## TASK GOAL
Search the entries for the word "below". Copy every line that holds it.

Region pointing data

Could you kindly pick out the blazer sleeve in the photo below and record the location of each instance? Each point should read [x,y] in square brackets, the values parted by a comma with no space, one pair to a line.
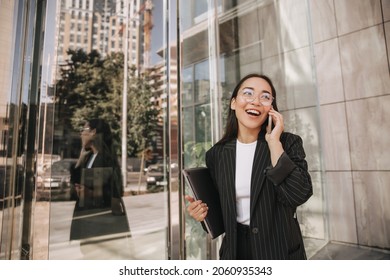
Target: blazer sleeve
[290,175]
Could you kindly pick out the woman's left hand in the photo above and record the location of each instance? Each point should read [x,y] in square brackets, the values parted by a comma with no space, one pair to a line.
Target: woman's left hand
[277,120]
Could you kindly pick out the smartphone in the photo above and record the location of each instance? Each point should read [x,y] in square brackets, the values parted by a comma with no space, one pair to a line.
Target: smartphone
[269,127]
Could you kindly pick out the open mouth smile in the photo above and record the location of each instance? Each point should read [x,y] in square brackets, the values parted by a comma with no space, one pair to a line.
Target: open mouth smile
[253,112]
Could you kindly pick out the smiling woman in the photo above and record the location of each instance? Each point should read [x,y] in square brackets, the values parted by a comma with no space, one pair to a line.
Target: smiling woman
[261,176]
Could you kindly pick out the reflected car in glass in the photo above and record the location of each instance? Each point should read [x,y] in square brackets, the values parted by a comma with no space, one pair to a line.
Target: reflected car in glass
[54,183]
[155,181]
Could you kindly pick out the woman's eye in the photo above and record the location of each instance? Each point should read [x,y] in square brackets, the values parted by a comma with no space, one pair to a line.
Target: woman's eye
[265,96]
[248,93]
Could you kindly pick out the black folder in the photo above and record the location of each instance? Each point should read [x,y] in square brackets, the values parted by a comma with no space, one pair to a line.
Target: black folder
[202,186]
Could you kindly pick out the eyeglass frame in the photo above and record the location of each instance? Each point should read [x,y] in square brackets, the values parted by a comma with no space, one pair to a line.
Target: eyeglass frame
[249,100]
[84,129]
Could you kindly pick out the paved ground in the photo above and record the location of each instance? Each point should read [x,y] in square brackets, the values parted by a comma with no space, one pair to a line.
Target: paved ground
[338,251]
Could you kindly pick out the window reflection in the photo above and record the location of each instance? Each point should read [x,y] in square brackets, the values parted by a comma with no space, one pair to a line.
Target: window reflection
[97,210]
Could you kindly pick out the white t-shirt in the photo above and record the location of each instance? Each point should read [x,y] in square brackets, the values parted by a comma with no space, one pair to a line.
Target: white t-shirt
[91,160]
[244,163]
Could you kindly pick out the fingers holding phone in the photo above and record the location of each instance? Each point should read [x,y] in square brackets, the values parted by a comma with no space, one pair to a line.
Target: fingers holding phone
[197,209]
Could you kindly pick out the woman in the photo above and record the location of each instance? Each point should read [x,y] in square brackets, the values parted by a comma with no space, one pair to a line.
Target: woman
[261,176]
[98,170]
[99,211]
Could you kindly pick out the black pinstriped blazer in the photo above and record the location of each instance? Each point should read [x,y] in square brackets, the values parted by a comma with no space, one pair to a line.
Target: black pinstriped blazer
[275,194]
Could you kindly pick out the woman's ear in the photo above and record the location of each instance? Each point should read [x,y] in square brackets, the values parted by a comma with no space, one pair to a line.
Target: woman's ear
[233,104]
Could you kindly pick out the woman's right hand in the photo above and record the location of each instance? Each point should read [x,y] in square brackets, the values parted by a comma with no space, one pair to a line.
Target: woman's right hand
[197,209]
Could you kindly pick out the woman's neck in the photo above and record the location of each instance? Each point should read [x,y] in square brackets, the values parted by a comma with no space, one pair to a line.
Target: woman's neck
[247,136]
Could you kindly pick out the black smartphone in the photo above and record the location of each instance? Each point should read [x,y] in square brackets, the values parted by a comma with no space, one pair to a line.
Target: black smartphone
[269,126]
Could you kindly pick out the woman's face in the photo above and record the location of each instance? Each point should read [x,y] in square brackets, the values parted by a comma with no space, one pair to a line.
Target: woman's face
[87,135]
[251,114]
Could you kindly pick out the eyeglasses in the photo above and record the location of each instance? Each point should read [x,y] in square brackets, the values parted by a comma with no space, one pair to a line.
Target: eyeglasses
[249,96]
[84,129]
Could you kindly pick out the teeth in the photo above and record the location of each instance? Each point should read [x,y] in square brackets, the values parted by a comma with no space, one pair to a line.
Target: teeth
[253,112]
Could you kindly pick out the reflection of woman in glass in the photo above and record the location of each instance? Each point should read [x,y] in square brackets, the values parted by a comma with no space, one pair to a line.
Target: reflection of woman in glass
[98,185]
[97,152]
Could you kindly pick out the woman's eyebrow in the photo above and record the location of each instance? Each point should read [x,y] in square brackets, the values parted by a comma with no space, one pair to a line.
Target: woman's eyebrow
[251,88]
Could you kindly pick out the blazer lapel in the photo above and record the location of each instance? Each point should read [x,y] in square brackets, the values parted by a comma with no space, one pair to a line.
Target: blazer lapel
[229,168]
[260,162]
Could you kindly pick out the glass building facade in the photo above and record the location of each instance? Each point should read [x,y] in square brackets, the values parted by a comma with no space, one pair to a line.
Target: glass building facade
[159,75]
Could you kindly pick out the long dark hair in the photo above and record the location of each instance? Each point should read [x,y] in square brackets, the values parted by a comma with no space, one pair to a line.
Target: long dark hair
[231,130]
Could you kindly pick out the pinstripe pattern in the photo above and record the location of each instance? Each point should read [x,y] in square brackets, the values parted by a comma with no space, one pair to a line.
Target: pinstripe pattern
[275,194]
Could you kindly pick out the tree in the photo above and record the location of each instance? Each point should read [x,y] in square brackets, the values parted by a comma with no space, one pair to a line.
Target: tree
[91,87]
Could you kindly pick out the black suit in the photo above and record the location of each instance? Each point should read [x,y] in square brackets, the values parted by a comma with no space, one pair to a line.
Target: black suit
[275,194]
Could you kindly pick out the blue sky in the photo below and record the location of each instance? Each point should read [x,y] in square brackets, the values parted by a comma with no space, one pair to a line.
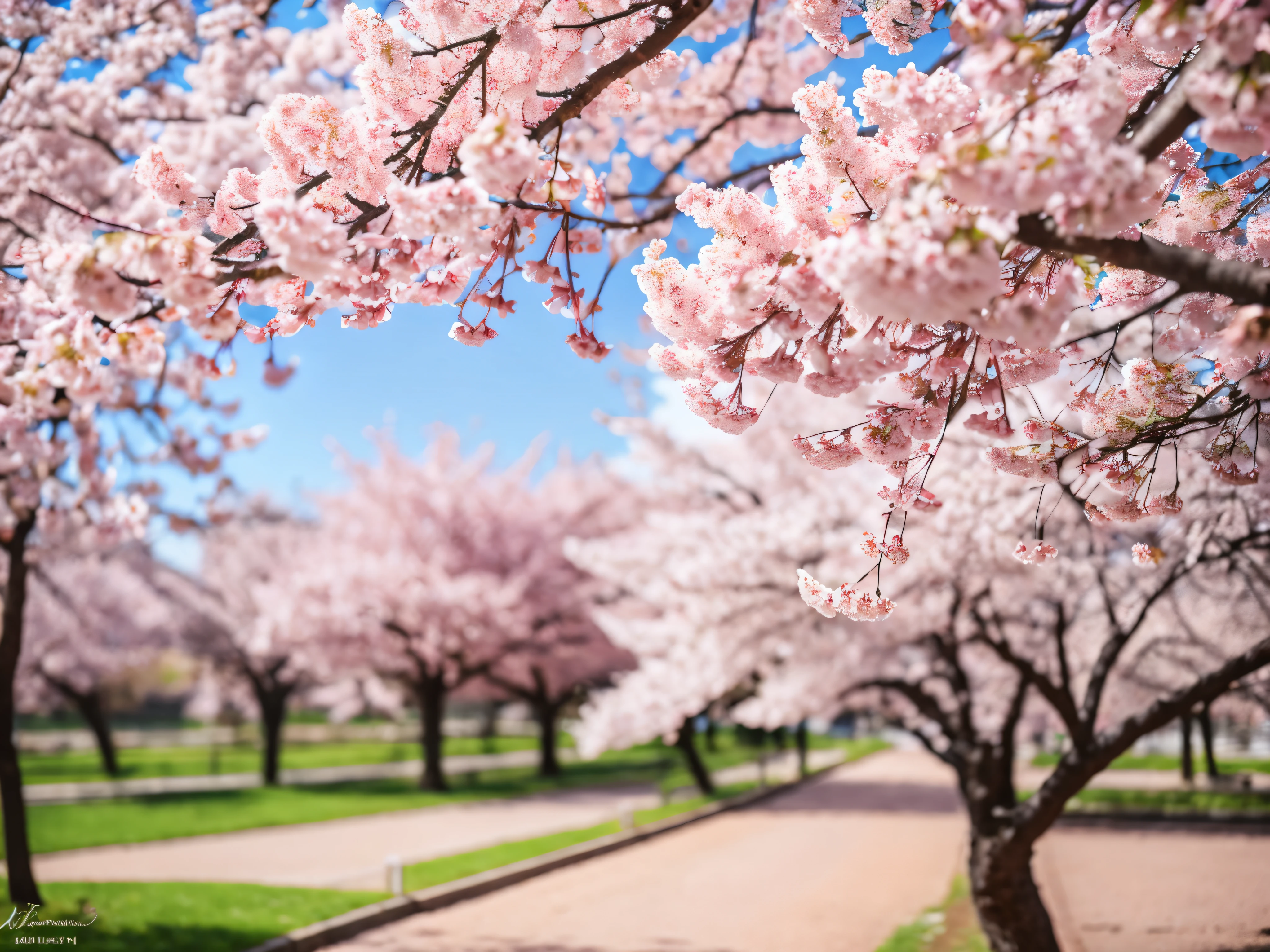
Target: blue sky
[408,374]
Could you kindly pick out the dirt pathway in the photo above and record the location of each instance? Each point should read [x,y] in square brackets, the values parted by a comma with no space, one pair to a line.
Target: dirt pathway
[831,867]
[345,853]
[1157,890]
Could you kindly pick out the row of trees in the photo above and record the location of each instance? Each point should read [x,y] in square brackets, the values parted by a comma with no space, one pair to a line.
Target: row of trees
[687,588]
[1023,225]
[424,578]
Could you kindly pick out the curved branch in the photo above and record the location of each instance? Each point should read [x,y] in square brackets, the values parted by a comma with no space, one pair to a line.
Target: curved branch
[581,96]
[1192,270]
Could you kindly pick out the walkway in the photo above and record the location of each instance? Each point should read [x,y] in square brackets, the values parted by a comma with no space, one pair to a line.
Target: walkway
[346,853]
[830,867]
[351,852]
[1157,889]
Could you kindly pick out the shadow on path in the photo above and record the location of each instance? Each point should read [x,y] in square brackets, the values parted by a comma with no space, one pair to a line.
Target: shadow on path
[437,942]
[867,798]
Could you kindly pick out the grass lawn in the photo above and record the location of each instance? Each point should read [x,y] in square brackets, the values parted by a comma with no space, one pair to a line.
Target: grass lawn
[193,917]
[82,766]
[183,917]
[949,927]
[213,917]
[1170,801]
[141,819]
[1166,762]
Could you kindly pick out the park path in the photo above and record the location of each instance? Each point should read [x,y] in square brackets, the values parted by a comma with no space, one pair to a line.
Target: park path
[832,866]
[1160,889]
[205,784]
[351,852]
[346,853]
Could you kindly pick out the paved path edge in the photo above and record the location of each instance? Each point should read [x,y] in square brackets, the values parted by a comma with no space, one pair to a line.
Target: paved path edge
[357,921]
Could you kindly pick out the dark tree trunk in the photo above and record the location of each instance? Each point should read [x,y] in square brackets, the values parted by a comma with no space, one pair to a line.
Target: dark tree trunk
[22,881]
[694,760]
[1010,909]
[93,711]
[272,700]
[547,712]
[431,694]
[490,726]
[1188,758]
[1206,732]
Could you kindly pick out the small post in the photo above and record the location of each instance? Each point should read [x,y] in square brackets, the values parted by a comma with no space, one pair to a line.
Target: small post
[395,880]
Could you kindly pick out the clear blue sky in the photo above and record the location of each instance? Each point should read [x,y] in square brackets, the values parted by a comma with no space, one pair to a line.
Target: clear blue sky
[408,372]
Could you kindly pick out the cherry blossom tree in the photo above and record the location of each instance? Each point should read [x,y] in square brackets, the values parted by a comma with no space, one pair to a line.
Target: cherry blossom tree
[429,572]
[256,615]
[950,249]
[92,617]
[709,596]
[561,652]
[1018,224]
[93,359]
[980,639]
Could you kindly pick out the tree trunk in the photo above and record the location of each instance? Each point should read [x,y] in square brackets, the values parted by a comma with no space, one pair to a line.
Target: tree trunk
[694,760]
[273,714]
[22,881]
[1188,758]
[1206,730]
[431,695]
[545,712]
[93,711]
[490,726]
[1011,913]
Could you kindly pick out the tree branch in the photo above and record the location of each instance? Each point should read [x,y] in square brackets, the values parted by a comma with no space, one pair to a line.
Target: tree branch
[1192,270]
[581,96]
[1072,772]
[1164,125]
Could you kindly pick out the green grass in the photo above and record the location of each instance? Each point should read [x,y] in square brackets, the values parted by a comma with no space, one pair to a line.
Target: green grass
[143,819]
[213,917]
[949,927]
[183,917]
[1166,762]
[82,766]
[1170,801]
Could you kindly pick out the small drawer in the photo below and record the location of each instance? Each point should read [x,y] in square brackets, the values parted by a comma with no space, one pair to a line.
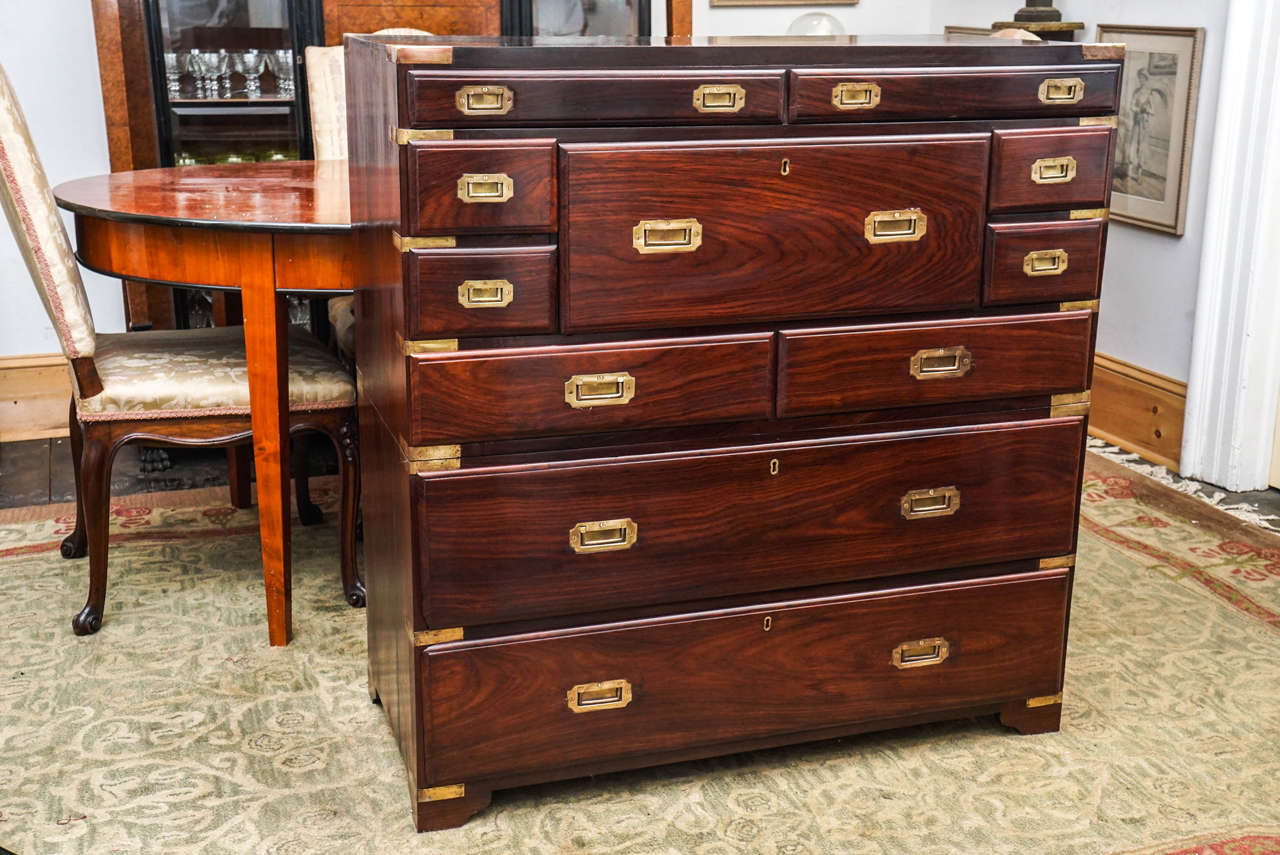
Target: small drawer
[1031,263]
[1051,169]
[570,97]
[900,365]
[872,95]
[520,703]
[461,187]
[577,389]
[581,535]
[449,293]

## SOLVED EXERCISE
Could you kindly pick out the blazer sleeve in the photo below and record the location of each instance? Each point should read [x,y] in square brackets, the values parted by a comma with no space, one pair to a line.
Could you kindly pick out the blue sky in the photo below and record the location of each instance? Each point should read [x,y] in square brackets, the values parted by a comma with no space, one pair to a line.
Could you kindly pick out the small drawer in the photo below and record the location of each instance? Each point should read [x,y] in square brackets, the values parted by a comma with no space, one pair to a line.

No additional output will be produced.